Write out the data again in full, keeping every character the same.
======== DATASET CONTENT
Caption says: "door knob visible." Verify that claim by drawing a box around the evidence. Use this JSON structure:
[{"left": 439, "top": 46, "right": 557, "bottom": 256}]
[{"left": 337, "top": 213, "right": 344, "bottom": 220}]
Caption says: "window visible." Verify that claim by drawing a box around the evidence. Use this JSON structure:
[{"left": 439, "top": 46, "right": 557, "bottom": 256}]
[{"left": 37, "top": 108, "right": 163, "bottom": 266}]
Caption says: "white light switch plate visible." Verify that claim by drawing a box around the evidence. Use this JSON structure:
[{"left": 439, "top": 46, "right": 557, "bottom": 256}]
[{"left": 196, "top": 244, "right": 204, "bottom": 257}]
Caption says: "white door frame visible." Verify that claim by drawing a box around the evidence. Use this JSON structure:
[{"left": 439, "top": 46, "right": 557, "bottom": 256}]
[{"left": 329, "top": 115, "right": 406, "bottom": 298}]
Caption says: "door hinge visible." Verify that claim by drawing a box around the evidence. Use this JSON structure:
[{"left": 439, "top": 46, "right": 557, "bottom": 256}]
================
*TASK ANSWER:*
Caption says: "door knob visible." Verify that claim by drawing a box around the evidence. Use this JSON structure:
[{"left": 439, "top": 46, "right": 557, "bottom": 256}]
[{"left": 337, "top": 213, "right": 344, "bottom": 220}]
Caption says: "window visible." Verify that claim by drawing a box around the evidence. Use this JSON structure:
[{"left": 439, "top": 46, "right": 557, "bottom": 256}]
[{"left": 37, "top": 108, "right": 163, "bottom": 266}]
Caption says: "white light switch plate visible." Verify that claim by drawing a box around the evidence. Use this JSON structure:
[{"left": 439, "top": 46, "right": 557, "bottom": 256}]
[{"left": 196, "top": 244, "right": 204, "bottom": 257}]
Caption says: "white door frame visible." Verify that claim by drawing a box around the evidence. Use this JSON structure:
[{"left": 439, "top": 46, "right": 557, "bottom": 256}]
[{"left": 329, "top": 115, "right": 406, "bottom": 298}]
Caption says: "door hinge visible." Verify that claim by drawing a box around the evidence. Use this JSON structure:
[{"left": 439, "top": 46, "right": 557, "bottom": 256}]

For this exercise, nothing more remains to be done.